**Reading passage**
____

# Smith & Edwards



## Fowlmouth (Oct 4, 2008)

Looks like the Smith & Edwards is now open in West Jordan. Anyone been in there yet?


----------



## Catherder (Aug 2, 2008)

Does it have a yard full of old junk like the original one used to have?


----------



## muddydogs (Oct 7, 2007)

Smith & Edwards is kind of a disappointment anymore, all cleaned up and nothing cool left. Even there surplus hardly has any surplus stuff worth a darn and the prices on sporting goods aren't very good when you consider Sportsman's is cheaper.


----------



## Clarq (Jul 21, 2011)

I was in the neighborhood today, so I swung by for a quick look. I thought it was cool. Kind of like Cal-Ranch on steroids. It's a big store. There were things there I could have definitely spent my money on, if I had any. 

Not sure how it compares to their other store, though.


----------



## Loke (Sep 7, 2007)

Do they have real black powder there?


----------



## Cooky (Apr 25, 2011)

Loke said:


> Do they have real black powder there?


Does Gunnies still stock real black?


----------



## Loke (Sep 7, 2007)

Cooky said:


> Does Gunnies still stock real black?


Yup


----------



## hulk (Oct 6, 2016)

Loke said:


> Cooky said:
> 
> 
> > Does Gunnies still stock real black?
> ...


I called them last year and was told they don't have real black powder, just pyrodex, etc. But maybe I just got a sales guy who didn't know?


----------



## Loke (Sep 7, 2007)

Maybe you called while we were in the process of getting our black powder license renewed and the new ATF agent wanted a "better" powder magazine. I guess the old one that was fine for the last 20 years or so suddenly didn't work.


----------



## hulk (Oct 6, 2016)

Loke said:


> Maybe you called while we were in the process of getting our black powder license renewed and the new ATF agent wanted a "better" powder magazine. I guess the old one that was fine for the last 20 years or so suddenly didn't work.


Sounds like you work at Gunnies? And can confirm that they carry real black powder? I definitely could use more. I had to buy from Graf's in Missouri and pay a hazmat fee last year...


----------



## Loke (Sep 7, 2007)

Yes, Gunnies carries real black powder. I'm not sure what is in stock right now, this time of year it is in high demand.


----------



## hulk (Oct 6, 2016)

Fowlmouth said:


> Looks like the Smith & Edwards is now open in West Jordan. Anyone been in there yet?

____

**Object point labels**
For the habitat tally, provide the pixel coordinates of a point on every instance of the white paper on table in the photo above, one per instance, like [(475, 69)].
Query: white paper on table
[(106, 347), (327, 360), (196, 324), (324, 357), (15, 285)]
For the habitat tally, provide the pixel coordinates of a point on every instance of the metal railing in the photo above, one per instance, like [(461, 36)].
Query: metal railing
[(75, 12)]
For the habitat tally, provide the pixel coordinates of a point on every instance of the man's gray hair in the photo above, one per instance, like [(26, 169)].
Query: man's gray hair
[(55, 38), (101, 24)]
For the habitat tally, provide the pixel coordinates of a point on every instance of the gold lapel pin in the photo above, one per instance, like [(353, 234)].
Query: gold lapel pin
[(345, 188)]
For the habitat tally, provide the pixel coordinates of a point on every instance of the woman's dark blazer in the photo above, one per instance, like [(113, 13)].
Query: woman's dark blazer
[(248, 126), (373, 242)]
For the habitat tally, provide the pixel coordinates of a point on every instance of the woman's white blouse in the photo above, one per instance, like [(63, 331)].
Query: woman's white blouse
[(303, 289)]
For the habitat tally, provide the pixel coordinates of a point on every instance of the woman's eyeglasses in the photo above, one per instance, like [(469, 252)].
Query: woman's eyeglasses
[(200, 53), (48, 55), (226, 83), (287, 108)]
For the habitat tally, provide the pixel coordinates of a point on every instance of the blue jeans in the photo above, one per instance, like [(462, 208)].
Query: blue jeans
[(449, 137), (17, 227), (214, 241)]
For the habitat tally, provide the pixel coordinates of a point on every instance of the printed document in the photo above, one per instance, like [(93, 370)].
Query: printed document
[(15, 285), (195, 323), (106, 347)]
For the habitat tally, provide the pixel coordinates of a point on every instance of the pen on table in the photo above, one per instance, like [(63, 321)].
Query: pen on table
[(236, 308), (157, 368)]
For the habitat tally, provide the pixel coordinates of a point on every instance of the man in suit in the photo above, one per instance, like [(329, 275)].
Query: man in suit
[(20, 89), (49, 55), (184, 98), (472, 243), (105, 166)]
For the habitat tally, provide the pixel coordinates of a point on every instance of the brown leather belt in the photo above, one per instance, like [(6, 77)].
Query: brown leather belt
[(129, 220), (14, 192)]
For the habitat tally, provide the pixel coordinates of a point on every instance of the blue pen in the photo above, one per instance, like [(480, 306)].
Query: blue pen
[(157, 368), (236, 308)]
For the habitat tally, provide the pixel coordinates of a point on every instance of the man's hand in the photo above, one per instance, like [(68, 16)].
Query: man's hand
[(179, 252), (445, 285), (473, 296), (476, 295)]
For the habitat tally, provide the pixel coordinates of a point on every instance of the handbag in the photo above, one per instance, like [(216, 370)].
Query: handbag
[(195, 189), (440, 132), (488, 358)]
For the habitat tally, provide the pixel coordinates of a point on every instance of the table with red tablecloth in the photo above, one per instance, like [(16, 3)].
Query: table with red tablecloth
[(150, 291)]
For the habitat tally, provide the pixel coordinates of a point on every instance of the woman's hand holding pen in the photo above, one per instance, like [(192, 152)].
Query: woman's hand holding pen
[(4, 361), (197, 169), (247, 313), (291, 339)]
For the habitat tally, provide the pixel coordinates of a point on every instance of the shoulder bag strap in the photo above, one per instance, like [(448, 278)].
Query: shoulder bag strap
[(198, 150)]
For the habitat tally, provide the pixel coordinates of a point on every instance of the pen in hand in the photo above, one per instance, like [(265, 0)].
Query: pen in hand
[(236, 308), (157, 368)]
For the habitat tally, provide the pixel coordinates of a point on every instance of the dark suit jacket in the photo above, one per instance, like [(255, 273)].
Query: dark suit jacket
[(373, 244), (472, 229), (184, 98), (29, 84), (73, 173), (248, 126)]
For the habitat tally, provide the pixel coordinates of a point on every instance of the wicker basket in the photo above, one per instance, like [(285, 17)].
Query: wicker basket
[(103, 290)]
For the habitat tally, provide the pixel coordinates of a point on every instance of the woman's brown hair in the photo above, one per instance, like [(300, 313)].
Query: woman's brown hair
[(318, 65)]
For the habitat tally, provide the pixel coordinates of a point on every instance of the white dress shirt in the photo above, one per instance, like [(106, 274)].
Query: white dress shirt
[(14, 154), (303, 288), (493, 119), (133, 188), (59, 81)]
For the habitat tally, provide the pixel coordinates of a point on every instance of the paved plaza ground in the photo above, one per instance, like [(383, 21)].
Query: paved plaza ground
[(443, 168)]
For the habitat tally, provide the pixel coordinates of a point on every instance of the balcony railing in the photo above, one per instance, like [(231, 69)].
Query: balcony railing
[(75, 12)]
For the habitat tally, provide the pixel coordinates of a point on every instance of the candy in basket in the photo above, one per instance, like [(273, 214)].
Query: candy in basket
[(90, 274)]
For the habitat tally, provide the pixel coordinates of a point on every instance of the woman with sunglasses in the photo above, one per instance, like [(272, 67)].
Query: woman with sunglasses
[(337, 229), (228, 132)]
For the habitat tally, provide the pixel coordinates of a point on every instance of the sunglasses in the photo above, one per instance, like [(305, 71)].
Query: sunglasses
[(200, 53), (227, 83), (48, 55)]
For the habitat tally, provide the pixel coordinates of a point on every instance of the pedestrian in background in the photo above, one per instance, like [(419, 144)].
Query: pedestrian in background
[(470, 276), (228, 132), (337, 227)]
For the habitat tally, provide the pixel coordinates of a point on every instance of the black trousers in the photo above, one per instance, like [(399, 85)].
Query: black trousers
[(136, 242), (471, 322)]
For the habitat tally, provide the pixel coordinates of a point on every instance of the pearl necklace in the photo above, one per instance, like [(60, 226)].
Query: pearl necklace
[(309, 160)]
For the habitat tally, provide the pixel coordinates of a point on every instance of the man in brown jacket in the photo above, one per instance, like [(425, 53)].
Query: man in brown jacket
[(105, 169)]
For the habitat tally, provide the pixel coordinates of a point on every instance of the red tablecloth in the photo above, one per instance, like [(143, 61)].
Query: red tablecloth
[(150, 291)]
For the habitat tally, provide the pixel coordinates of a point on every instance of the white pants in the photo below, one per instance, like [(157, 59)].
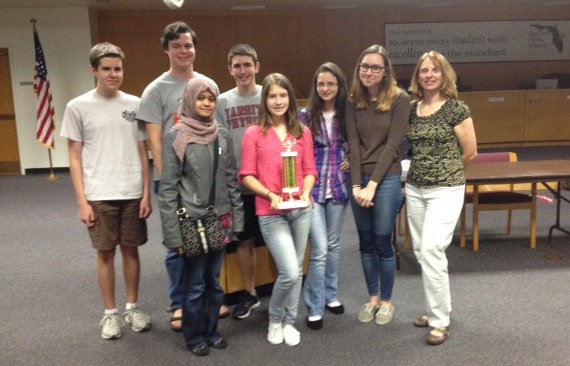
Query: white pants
[(432, 216)]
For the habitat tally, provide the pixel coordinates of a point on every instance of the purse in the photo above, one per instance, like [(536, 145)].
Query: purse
[(200, 235), (203, 234)]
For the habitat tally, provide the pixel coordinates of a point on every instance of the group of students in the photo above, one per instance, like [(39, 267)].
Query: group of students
[(347, 142)]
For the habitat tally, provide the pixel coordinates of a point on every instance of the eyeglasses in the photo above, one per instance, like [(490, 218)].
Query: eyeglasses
[(327, 85), (374, 68)]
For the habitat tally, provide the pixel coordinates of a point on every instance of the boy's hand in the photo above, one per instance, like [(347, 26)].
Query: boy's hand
[(86, 214)]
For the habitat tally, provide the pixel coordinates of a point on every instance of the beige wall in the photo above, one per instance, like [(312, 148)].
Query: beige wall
[(296, 43)]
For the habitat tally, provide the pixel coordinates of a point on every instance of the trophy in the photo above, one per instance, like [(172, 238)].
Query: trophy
[(290, 188)]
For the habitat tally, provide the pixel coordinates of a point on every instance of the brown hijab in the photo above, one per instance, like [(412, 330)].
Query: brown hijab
[(191, 127)]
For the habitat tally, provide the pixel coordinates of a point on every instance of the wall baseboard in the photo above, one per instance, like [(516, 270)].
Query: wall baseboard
[(45, 170)]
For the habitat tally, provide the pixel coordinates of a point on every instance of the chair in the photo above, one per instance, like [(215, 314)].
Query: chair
[(496, 198)]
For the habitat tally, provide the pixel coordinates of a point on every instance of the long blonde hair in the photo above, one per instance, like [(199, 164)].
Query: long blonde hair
[(388, 89), (448, 75)]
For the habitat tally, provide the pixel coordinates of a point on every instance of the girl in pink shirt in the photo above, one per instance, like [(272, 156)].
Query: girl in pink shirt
[(284, 231)]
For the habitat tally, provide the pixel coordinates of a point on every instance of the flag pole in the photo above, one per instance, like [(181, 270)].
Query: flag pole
[(52, 177)]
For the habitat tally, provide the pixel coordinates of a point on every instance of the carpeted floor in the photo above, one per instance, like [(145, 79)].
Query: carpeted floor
[(510, 302)]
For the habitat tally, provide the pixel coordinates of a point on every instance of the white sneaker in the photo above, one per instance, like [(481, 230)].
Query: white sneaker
[(385, 314), (291, 335), (275, 333), (138, 320), (111, 326)]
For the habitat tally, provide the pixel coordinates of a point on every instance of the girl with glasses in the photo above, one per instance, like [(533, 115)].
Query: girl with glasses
[(377, 115), (325, 117)]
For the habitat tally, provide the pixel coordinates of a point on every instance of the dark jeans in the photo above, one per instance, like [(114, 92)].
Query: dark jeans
[(203, 297)]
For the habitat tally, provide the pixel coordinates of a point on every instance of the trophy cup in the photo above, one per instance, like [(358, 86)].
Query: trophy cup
[(290, 196)]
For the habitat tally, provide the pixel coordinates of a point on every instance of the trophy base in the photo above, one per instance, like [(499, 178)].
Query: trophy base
[(287, 205)]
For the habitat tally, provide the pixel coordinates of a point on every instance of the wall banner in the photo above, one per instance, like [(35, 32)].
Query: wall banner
[(534, 40)]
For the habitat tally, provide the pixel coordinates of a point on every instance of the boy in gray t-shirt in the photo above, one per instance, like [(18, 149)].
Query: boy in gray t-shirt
[(110, 175)]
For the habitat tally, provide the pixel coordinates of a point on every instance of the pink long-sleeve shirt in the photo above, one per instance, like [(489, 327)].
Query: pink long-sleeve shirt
[(261, 158)]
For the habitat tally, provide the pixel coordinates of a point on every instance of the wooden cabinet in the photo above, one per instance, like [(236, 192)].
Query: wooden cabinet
[(547, 115), (520, 117)]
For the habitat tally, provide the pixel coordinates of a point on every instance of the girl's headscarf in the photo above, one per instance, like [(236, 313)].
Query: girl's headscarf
[(191, 127)]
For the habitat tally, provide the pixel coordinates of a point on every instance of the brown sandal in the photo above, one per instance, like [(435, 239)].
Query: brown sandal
[(437, 336)]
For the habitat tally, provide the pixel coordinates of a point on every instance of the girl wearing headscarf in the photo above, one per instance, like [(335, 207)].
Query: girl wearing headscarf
[(187, 174)]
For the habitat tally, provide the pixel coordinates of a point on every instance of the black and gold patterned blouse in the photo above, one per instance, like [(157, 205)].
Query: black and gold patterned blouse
[(436, 155)]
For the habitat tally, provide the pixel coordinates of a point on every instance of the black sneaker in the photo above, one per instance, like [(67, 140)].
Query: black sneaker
[(247, 303)]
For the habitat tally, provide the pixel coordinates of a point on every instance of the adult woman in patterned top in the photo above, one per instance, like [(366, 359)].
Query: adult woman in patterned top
[(443, 143)]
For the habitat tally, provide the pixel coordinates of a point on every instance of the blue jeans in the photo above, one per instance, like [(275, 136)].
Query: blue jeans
[(286, 237), (321, 282), (203, 297), (375, 225), (175, 270)]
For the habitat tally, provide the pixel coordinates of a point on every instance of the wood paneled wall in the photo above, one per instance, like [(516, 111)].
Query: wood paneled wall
[(295, 44)]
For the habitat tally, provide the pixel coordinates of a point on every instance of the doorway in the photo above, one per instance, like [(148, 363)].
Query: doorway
[(9, 154)]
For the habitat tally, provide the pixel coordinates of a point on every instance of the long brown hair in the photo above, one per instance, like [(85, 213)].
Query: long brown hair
[(388, 89), (294, 126), (448, 75), (315, 104)]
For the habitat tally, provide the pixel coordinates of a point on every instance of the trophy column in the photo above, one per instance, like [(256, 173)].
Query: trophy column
[(290, 191)]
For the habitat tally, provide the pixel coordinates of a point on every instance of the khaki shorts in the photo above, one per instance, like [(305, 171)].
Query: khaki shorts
[(117, 223)]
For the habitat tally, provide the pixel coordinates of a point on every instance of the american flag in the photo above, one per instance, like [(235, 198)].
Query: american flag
[(45, 111)]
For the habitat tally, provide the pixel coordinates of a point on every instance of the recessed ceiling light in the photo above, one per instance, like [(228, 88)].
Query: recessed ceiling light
[(434, 5), (248, 7), (558, 2), (340, 7)]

____

**Your instructions**
Pick up the Smith & Edwards forum thread at its last line and keep writing it.

**Result of the exercise**
I did stop in to the new Smith and Edwards yesterday... Looks like it is a mix of CAL ranch/IFA and Sportsmans Warehouse. A lot of the shelves are still empty, no product stocked and only about half of what is stocked had price tags yet. So that was kind of weird to me but it is brand new still. Anyway, prices seemed okay. No real black powder in stock which is what I was hoping to see since I had heard the one in Ogden has carried it in the past (I wouldn't know because I haven't been to that one). One annoying thing to me is how they have their lines/checkout set up... there is one line/aisle you walk down with tons of last minuts stuff and then you get called to a cashier, similar to how some retail clothing stores are, Old Navy, Gordmans, etc. My pet peeve with this is that you have old ladies shopping in that last aisle and you just want to reach a cashier but can't get past them. Rant over haha! Anyway, it seems like a store that I will be stopping at often since it is very convenient for me!


----------



## hondodawg (Mar 13, 2013)

Loke said:


> Maybe you called while we were in the process of getting our black powder license renewed and the new ATF agent wanted a "better" powder magazine. I guess the old one that was fine for the last 20 years or so suddenly didn't work.


Any estimate on what it costs to have a magazine built for storage?

Sent from my iPhone using Tapatalk


----------



## Loke (Sep 7, 2007)

hondodawg said:


> Any estimate on what it costs to have a magazine built for storage?
> 
> Sent from my iPhone using Tapatalk


I'm not allowed in on those conversations.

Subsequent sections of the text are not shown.